> EXERCISE DIRECTIONS: List every line below that contains the word "reddish", copying each one in full.

> MATERIALS PROVIDED:
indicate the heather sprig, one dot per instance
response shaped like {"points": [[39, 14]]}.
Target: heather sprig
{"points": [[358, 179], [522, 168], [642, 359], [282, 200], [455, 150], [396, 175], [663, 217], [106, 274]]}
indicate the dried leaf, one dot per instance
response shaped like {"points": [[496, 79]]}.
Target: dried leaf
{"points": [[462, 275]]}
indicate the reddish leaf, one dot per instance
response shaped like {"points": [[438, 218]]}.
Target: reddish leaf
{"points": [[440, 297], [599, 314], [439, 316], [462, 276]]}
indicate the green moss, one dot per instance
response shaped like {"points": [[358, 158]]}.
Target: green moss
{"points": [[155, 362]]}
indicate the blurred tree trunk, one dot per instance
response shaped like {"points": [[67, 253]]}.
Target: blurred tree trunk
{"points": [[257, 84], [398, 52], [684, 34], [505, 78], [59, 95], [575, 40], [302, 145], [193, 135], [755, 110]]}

--

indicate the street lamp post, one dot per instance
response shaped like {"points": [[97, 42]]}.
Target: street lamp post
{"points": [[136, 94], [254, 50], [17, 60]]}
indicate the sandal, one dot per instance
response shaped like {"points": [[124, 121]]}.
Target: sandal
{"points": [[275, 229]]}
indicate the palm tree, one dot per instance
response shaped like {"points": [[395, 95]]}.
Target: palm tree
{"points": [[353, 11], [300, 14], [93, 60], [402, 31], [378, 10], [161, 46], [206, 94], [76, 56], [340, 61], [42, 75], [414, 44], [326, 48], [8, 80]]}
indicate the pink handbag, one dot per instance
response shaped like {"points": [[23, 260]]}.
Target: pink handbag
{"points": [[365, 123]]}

--

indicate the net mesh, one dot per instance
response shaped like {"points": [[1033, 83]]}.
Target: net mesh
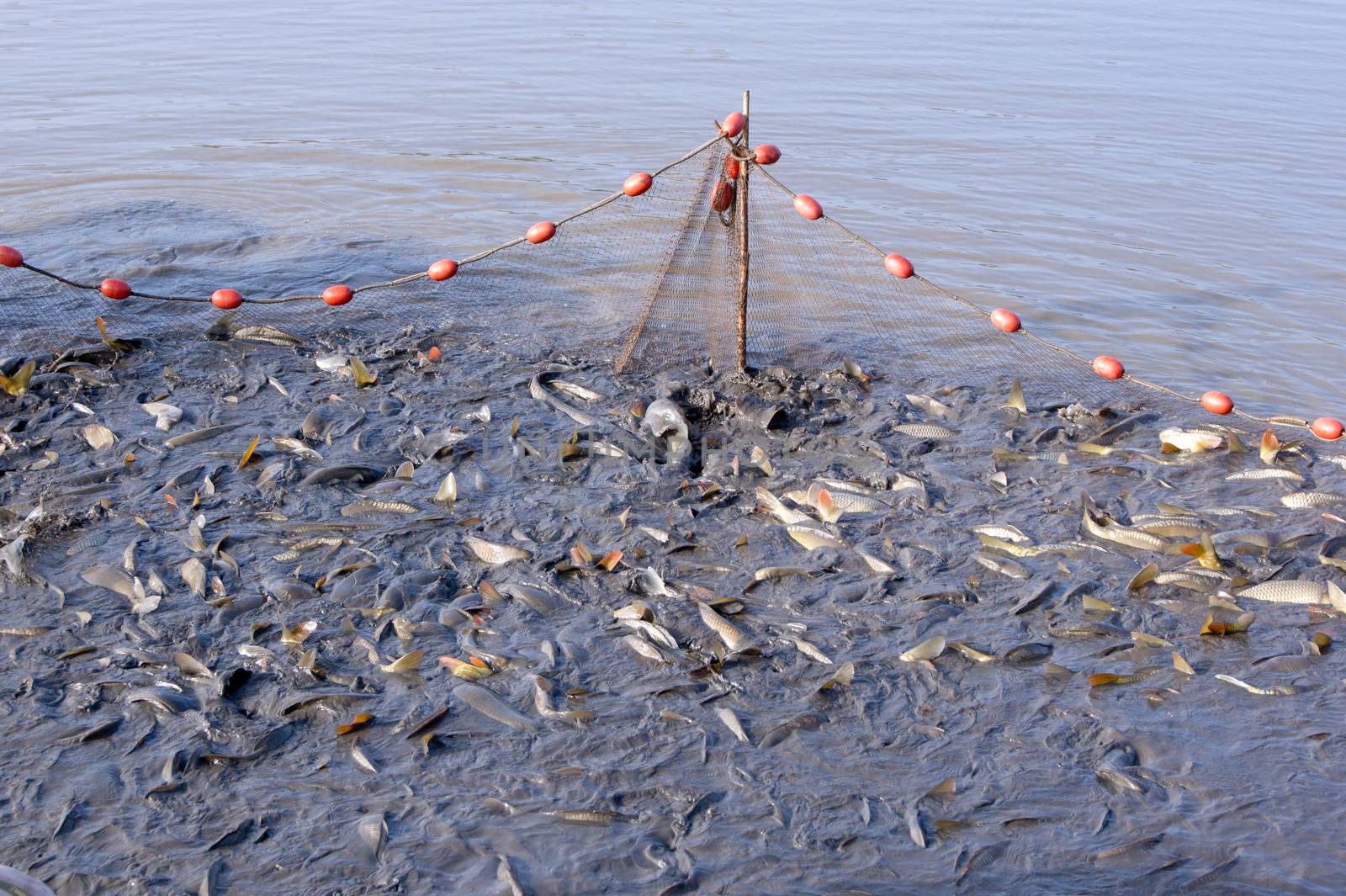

> WRITTEN ANSWER:
indicate the reddish leaf, one dot per instance
Target: reddish leaf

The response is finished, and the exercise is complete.